LISTED ENTRIES:
● ● ● ● ● ● ●

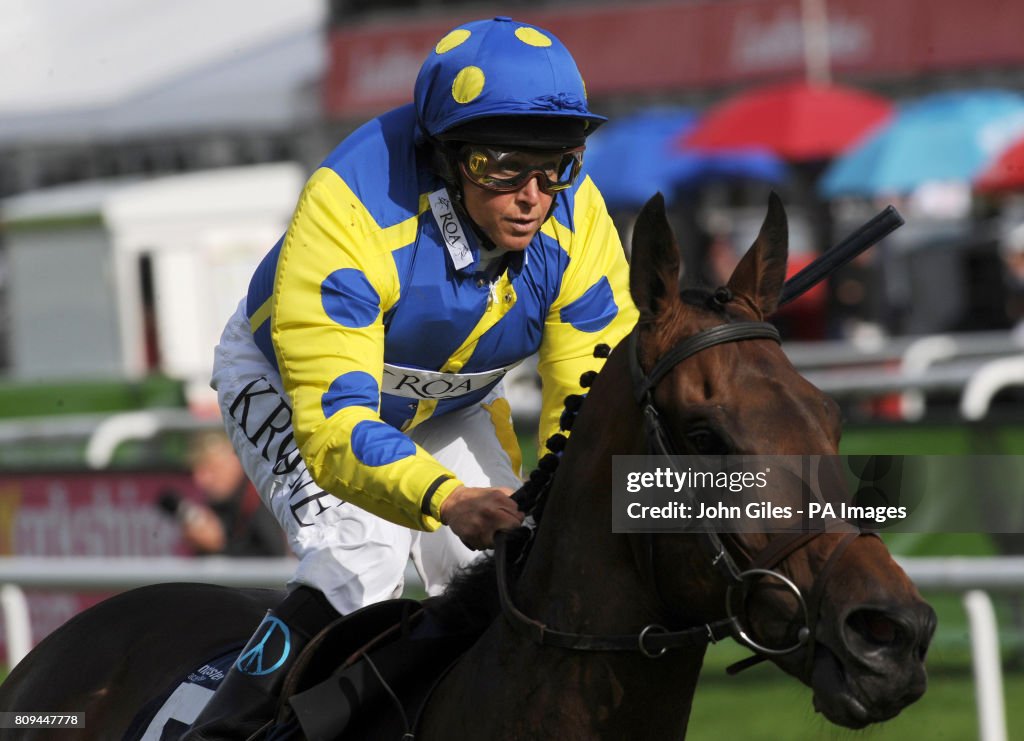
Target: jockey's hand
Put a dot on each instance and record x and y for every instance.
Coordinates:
(476, 513)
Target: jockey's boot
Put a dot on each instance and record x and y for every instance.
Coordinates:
(247, 698)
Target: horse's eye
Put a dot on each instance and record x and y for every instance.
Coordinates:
(707, 442)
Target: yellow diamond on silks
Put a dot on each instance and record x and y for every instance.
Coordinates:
(452, 40)
(467, 84)
(531, 37)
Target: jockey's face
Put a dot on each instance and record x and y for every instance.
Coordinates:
(510, 218)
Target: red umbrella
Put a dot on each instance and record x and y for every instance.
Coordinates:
(796, 120)
(1006, 172)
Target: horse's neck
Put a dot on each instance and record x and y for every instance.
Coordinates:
(579, 571)
(580, 577)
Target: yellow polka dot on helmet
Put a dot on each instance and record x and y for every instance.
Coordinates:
(502, 69)
(467, 84)
(531, 36)
(452, 40)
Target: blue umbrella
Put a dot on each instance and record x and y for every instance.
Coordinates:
(944, 136)
(632, 158)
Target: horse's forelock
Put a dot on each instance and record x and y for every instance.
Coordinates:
(470, 602)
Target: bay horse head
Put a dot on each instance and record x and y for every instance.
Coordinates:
(603, 634)
(846, 618)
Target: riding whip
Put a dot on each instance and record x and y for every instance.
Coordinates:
(869, 233)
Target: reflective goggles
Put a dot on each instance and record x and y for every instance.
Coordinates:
(505, 170)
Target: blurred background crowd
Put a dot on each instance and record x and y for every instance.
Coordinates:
(152, 153)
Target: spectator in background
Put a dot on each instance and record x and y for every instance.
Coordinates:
(231, 520)
(1012, 253)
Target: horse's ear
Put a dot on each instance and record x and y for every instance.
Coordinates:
(654, 260)
(759, 276)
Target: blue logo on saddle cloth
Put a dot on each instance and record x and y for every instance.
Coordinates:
(182, 705)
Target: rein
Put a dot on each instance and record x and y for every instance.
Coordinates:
(653, 640)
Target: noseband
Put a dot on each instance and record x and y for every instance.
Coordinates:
(654, 640)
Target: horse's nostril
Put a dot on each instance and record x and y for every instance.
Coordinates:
(876, 627)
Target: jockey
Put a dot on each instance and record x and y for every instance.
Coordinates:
(360, 379)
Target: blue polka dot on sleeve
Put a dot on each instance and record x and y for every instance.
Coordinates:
(355, 388)
(349, 299)
(378, 444)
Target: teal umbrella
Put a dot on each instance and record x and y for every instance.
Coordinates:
(635, 157)
(944, 136)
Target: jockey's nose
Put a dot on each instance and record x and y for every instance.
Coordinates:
(530, 190)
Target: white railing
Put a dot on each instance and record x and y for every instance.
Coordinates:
(974, 576)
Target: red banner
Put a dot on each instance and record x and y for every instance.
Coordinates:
(85, 514)
(672, 46)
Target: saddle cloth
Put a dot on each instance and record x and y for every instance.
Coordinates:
(169, 715)
(332, 692)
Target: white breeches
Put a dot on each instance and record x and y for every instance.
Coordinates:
(353, 557)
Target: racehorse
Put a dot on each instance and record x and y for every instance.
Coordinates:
(600, 635)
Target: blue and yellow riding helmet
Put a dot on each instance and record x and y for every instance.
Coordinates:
(503, 82)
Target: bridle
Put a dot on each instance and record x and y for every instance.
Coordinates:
(653, 640)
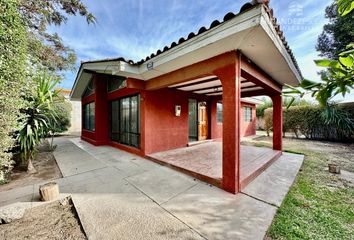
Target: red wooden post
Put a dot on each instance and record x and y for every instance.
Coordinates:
(230, 79)
(101, 111)
(277, 122)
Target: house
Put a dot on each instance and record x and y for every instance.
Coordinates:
(75, 114)
(191, 91)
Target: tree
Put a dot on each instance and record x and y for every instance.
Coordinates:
(13, 54)
(338, 33)
(38, 114)
(47, 49)
(337, 79)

● ● ● ● ● ● ●

SET EXERCISE: Transcribe the entries above verbatim, omitting their pictures.

TASK OUTPUT:
Target: jockey's hand
Put a dot on each instance and record x and y for every instance.
Coordinates:
(476, 513)
Target: jockey's boot
Put a dot on each instance and record x and y for every instance.
Coordinates:
(247, 698)
Target: horse's eye
Put a dot on each instance and record x and y for every instance.
Coordinates:
(707, 442)
Target: yellow diamond on silks
Put a dot on each instance and record x and y for every instance.
Coordinates:
(452, 40)
(467, 84)
(531, 37)
Target: jockey's face
Put a dot on each instance and record x and y for every instance.
Coordinates:
(510, 218)
Target: red umbrella
Put a dot on each instance and record x and y for every instance.
Coordinates:
(796, 120)
(1006, 172)
Target: horse's neck
Put a dot on each instance and record x and y for every instance.
Coordinates:
(579, 571)
(580, 577)
Target: yellow polka dot on helmet
Put a dot on each instance and record x and y for every instance.
Coordinates:
(502, 69)
(467, 84)
(531, 36)
(452, 40)
Target: blue umbrella
Put a dot on each instance and record x and y for every instance.
Coordinates:
(944, 136)
(632, 158)
Target: horse's forelock
Put a dot on each instance and record x and y for every instance.
Coordinates:
(470, 602)
Target: bay horse head
Put a dot on each instance and record x and y for every instance.
Coordinates:
(603, 634)
(846, 618)
Target: riding whip
Put a dot on each instance and record x and y for every instance.
Coordinates:
(869, 233)
Target: reflective goggles
Put a dot on each instance and record x and y for every instance.
Coordinates:
(505, 170)
Target: blurred background crowd
Put a dot on each instance and record x and y for every instance.
Coordinates:
(152, 153)
Target: spectator in background
Put a dot on each instance and record x and y for every instance.
Coordinates:
(231, 520)
(1012, 253)
Target: horse's ear
Put a dot on each instance and record x and y for every instance.
Coordinates:
(654, 260)
(759, 276)
Target: blue logo on saddle cloth
Put a dot on each instance and record x and y for every instance.
Coordinates:
(182, 705)
Target: rein
Put a dot on each instance and record x and y for every instance.
Coordinates:
(653, 640)
Target: noseband
Put a dot on each instance and record x and y for every instance.
Coordinates:
(654, 640)
Target: horse's nostril
Put a dot on each instance and record x and y for every instance.
Coordinates:
(876, 627)
Target: jockey
Put a dot on each instance and record x and y for every instance.
Coordinates:
(360, 379)
Target: blue polka dot on sleeve
Put a dot on each instance and record x and y for every instance.
Coordinates:
(355, 388)
(349, 299)
(378, 444)
Target: teal umbrella
Put a dot on each instance and record x and y for every instance.
Coordinates:
(635, 157)
(944, 136)
Target: jockey's nose
Put a dot on each instance and record x and y for every instance.
Coordinates:
(530, 190)
Target: white railing
Put a dot on each instance and record x and y for every instance.
Coordinates:
(974, 576)
Target: red banner
Put a dot on each instance and record x and y for every instance.
Coordinates:
(85, 514)
(672, 46)
Target: saddle cloth
Put a dot on each instance and record x and y for every instance.
Coordinates:
(169, 715)
(332, 692)
Target: white breeches
Put a dot on each instance and record x and y for every instance.
Coordinates:
(353, 557)
Target: racehorse
Put a dot on each instance and record x and y for every instance.
Coordinates:
(600, 635)
Target: blue and yellow riding helmet
Put a dot on each instance and record x and y for every instance.
Coordinates:
(503, 82)
Target: bridle
Put a dot on each instance and record x and y for every instance.
Coordinates:
(653, 640)
Target: red wooden post
Put a dot on each instance and record x and y for every instance.
Coordinates:
(230, 79)
(101, 111)
(277, 122)
Target: house
Put a dot on each instance and record x and y for every instance.
Coordinates:
(75, 114)
(191, 91)
Target: tree
Put a dot on each instance and record x and y for every instance.
Coordinates:
(13, 54)
(338, 33)
(38, 114)
(47, 49)
(337, 79)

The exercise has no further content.